## To be done
Rewrite the stretch of data from the line containing "locate dark hardwood" through the line containing "[45,34,76,43]", replacing "visual grounding system" with "object localization system" and leaving all else unchanged. Give only those lines.

[Start of Dataset rows]

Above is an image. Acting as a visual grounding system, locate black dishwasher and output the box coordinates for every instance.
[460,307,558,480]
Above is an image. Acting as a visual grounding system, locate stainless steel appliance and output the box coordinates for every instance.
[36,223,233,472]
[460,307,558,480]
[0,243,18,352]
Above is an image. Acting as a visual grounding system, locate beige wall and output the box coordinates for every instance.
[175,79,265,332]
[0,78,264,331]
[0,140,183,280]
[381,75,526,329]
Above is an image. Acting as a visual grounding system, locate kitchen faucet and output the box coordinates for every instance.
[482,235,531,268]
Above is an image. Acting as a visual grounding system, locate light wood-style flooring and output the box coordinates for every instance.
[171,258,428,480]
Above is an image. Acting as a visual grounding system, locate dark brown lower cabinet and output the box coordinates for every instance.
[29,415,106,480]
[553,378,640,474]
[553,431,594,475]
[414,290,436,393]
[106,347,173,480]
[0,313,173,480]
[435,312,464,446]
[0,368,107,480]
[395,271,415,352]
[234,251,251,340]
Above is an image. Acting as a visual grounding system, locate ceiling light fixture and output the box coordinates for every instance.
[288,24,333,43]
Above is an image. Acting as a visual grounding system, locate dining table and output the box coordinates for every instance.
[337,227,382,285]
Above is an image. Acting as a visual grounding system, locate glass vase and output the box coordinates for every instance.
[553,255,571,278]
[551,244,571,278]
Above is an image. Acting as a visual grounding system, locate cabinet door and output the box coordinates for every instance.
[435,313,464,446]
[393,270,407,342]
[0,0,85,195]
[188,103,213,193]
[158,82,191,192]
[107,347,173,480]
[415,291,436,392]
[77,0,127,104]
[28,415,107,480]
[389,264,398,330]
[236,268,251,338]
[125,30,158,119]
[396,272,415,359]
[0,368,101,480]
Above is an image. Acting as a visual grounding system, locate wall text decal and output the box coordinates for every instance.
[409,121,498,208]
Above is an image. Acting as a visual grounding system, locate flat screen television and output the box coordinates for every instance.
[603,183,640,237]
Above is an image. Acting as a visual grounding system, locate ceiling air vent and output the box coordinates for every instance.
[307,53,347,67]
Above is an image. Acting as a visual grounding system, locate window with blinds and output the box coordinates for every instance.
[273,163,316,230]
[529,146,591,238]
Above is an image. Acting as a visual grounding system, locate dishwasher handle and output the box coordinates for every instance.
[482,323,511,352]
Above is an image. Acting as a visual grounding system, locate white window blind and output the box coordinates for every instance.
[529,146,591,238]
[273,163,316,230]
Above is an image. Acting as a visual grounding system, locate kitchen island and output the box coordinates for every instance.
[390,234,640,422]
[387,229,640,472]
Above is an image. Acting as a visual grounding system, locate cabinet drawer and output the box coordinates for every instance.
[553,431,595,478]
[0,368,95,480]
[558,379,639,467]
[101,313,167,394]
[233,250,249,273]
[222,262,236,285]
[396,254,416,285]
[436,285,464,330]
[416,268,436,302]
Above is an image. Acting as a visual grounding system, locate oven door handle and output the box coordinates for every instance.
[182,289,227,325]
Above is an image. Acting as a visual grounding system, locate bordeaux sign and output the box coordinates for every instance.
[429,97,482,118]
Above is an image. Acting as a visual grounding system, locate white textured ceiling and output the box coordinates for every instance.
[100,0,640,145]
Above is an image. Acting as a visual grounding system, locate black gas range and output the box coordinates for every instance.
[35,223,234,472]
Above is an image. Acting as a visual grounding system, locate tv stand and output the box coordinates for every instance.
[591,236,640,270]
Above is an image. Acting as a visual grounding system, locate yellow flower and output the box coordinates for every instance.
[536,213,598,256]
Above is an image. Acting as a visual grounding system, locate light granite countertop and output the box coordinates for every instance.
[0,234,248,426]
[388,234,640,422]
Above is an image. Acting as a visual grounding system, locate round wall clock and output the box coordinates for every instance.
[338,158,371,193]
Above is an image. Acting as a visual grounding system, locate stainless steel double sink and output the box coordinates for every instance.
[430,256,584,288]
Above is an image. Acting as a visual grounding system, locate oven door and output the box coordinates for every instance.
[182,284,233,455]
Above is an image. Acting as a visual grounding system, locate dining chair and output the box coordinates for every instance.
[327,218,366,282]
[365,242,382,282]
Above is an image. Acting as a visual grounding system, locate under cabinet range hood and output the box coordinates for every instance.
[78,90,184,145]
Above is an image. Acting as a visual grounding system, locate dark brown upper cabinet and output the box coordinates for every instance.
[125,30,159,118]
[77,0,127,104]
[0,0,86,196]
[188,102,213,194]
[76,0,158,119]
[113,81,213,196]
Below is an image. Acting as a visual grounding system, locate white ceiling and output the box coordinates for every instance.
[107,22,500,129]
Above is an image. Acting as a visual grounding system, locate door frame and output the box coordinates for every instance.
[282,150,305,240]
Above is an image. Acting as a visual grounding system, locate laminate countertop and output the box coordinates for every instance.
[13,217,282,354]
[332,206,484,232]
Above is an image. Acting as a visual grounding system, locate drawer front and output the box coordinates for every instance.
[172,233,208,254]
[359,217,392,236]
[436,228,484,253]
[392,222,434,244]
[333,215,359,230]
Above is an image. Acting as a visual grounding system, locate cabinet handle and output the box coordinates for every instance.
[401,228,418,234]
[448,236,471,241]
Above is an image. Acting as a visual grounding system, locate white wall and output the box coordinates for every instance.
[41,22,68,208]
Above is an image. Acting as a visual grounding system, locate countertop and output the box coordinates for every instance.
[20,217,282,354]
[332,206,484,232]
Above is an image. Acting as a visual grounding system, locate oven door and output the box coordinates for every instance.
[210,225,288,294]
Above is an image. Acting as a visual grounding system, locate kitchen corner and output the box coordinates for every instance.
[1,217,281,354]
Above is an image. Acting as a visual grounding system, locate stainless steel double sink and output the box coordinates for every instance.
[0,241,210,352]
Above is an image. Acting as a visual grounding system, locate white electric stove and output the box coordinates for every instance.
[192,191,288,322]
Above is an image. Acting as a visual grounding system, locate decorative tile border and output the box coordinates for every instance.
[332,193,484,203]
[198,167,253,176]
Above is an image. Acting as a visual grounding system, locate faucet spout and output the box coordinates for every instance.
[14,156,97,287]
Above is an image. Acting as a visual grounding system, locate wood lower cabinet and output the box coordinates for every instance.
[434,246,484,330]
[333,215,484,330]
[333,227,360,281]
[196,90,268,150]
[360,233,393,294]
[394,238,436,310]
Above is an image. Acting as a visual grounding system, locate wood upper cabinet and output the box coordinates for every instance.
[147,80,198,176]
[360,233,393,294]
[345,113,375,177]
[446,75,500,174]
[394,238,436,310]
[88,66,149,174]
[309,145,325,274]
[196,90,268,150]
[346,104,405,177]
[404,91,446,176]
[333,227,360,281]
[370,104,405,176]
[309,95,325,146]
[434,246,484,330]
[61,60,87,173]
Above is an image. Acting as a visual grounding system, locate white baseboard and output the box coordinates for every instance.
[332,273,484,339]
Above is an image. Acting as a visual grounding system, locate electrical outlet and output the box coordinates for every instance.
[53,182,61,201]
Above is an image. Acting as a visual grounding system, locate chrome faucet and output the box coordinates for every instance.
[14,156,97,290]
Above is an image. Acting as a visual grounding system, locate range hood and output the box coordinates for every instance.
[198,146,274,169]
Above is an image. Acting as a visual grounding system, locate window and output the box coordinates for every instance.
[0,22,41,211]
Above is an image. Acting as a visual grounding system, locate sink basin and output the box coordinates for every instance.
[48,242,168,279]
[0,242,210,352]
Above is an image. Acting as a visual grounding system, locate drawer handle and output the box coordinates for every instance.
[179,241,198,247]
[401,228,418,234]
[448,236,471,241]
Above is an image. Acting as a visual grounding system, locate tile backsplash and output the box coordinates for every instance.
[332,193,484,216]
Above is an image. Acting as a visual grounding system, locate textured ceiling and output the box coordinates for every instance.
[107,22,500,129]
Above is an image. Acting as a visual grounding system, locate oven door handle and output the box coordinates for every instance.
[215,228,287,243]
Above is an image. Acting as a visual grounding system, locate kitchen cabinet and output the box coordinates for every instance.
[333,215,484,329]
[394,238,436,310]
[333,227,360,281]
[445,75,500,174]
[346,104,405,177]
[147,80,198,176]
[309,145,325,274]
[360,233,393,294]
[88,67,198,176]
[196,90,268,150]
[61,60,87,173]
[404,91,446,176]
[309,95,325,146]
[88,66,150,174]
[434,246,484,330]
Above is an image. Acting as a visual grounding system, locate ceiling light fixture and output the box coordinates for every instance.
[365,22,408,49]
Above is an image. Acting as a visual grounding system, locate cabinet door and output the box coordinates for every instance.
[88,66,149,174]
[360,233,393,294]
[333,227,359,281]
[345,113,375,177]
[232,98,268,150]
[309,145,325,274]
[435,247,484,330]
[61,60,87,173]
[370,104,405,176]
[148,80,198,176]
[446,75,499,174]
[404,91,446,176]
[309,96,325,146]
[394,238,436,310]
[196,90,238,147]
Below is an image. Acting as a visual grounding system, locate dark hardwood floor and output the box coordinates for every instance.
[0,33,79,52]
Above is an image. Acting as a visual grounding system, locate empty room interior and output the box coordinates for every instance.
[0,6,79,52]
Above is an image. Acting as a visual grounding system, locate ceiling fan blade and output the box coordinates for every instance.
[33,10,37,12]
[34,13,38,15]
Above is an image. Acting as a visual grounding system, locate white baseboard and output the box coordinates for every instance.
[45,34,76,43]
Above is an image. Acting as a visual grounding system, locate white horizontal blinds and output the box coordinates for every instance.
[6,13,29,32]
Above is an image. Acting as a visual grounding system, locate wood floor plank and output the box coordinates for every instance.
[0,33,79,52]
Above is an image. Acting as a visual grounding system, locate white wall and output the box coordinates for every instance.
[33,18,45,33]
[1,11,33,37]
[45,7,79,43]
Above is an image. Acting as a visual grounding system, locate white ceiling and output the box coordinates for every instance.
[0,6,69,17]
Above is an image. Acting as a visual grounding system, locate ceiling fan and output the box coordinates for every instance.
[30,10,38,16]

[End of Dataset rows]
[Start of Dataset rows]

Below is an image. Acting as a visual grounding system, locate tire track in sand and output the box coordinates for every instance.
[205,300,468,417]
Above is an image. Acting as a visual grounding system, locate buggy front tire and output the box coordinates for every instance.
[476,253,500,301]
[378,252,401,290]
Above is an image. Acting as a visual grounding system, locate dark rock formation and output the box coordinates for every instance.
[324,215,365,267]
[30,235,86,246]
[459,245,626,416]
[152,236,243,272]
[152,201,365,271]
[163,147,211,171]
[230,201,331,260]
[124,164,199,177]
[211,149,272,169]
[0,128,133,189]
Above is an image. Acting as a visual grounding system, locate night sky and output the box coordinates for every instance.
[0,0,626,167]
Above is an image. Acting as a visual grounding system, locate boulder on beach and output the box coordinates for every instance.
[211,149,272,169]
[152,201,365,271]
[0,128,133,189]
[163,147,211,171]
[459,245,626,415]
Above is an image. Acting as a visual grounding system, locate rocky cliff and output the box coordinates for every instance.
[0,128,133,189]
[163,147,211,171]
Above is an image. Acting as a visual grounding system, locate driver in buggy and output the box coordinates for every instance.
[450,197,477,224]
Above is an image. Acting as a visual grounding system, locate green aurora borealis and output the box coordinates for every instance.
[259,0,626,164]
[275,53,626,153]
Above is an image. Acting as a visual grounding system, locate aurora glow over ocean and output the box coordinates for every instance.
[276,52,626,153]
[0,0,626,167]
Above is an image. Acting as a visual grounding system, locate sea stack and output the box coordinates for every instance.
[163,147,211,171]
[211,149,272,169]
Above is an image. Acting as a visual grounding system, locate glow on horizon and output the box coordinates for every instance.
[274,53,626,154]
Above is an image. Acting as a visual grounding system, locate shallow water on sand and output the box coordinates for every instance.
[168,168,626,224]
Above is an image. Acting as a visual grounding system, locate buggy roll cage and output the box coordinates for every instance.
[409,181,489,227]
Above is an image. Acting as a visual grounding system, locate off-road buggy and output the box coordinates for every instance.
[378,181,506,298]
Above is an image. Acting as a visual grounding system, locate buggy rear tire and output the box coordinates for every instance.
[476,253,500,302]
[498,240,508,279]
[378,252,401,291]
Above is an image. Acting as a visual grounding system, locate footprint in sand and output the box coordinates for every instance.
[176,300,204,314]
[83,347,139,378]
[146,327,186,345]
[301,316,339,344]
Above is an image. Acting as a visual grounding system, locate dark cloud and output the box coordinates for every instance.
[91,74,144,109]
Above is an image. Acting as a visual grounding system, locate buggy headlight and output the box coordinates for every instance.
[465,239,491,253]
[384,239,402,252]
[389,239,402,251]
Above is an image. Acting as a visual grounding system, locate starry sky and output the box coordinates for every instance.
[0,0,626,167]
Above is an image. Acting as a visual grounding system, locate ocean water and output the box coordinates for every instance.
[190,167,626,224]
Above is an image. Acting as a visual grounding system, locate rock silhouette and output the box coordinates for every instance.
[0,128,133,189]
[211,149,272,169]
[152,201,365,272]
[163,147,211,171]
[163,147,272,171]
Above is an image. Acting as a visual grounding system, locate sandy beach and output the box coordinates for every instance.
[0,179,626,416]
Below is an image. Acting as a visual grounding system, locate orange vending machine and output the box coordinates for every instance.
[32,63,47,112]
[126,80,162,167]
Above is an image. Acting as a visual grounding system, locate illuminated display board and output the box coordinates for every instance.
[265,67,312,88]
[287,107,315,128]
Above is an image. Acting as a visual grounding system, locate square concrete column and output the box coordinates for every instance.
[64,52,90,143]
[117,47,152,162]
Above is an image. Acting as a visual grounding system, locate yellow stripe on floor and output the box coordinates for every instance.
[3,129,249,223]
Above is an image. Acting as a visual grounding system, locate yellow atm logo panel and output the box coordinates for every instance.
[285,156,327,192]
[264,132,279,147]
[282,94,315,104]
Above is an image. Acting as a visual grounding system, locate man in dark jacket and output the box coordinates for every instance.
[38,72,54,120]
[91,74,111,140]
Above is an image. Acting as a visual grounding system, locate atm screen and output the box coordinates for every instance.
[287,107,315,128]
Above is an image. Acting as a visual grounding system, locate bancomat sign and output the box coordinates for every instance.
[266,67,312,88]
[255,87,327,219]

[End of Dataset rows]
[Start of Dataset rows]

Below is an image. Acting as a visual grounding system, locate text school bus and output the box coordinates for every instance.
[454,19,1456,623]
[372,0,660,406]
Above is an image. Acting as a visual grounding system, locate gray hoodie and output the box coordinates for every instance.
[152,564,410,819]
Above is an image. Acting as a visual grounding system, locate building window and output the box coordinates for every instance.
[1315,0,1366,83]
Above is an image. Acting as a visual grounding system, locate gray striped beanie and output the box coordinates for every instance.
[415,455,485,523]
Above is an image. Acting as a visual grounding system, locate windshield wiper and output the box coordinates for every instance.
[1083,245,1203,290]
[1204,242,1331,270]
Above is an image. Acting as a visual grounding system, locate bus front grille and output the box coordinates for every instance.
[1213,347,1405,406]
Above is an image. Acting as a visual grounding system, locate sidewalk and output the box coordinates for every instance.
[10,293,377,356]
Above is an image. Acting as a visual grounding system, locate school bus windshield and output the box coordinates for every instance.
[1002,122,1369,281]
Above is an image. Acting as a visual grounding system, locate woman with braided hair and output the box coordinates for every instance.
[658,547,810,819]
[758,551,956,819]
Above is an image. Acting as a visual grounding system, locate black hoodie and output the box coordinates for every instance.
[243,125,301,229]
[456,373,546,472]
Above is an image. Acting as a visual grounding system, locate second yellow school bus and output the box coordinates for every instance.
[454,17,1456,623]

[End of Dataset rows]

## The answer
Below is an image. Acting as a object localization system, locate dark hardwood floor and output the box coordinates for every instance.
[0,33,79,52]
Above is an image. Acting as a object localization system, locate empty room interior and output the box coordinates for every instance.
[0,6,79,52]
Above is an image. Acting as a object localization system, locate ceiling fan blade and output the box coordinates for every instance.
[33,10,37,12]
[34,13,38,15]
Above is an image. Acting as a object localization system, locate white baseboard and output the box coordinates for every instance.
[45,34,76,43]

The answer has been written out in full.